> [Arbeitsauftrag]: Führe den Kommentar zur zweiten Amtszeit von Bundespräsident Steinmeier im Anschluss an seinen letzten Satz weiter.

Berlin. Bundespräsident Frank-Walter Steinmeier ist volksnah und überparteilich. Eine zweite Amtszeit ist eine gute Wahl, meint Jörg Quoos.

An den spektakulären Wechsel der Bundesregierung haben sich die Deutschen gerade gewöhnt. An der Spitze des Staates bleibt im neuen Jahr alles beim Alten. Mit den Stimmen der Grünen ist Bundespräsident Frank-Walter Steinmeier auch die zweite Amtszeit sicher. Das wird zwar nicht jedem Parteitaktiker, aber sicher der Mehrheit des Volkes gefallen.

Frank-Walter Steinmeier ist ein volksnaher, überparteilicher Bundespräsident, der auch mit den Stimmen der Union ins Schloss Bellevue einzog. Das sollten alle in CDU und CSU bedenken, die jetzt allzu laut einer eigenen Kandidatin nachtrauern.

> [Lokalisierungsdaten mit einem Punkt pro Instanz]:
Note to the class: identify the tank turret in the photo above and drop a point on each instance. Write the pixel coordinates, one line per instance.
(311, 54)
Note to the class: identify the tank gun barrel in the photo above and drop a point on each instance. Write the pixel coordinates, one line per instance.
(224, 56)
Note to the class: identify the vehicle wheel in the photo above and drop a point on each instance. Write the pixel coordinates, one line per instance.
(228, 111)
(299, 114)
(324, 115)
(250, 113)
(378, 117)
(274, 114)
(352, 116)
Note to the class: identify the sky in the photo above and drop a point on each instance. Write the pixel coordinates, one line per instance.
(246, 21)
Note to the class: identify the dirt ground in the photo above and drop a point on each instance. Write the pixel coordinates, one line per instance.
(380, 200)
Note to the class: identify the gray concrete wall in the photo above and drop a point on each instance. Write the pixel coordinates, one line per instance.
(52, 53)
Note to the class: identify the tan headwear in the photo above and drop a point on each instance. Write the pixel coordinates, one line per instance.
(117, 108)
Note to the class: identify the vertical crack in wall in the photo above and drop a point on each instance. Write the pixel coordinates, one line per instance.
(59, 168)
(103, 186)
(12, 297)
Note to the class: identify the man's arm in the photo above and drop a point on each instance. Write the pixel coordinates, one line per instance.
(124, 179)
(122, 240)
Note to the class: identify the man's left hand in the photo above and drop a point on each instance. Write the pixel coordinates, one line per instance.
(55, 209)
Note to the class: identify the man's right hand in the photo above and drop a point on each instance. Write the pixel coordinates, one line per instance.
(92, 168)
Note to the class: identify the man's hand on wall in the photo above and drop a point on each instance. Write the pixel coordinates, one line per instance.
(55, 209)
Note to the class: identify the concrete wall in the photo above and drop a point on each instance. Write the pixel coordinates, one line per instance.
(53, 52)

> [Antwort zur Aufgabe]:
Jörg Quoos, Chef der Funke Zentralredaktion Berlin
Jörg Quoos, Chef der Funke Zentralredaktion Berlin © Dirk Bruniecki

Und es hat sich schließlich gelohnt, vor fünf Jahren für ihn zu stimmen. Steinmeier hat dem Amt alle Ehre gemacht, auch wenn er als volksnaher Bundespräsident in der Pandemie durch die vielen Kontaktbeschränkungen persönlich nicht so direkt wirken konnte, wie es seinem Naturell eigentlich entspricht.

Phase eines umfassenden politischen Umbruchs

Sicher, die erste Frau im höchsten Amt des Staates wäre ein weiteres Signal des politischen Fortschritts gewesen. Aber ein Land, das viermal in Folge eine Regierungschefin gewählt hat, muss nicht zwingend auch bei der nächsten Bundespräsidentenwahl beweisen, dass Frauen in Deutschland die wichtigsten Staatsämter erreichen können.

In der Phase eines umfassenden politischen Umbruchs ist es beruhigend zu wissen, dass im höchsten Amt des Staates weiter ein Profi sitzen wird, der nicht nur präsidial über der Politik schwebt.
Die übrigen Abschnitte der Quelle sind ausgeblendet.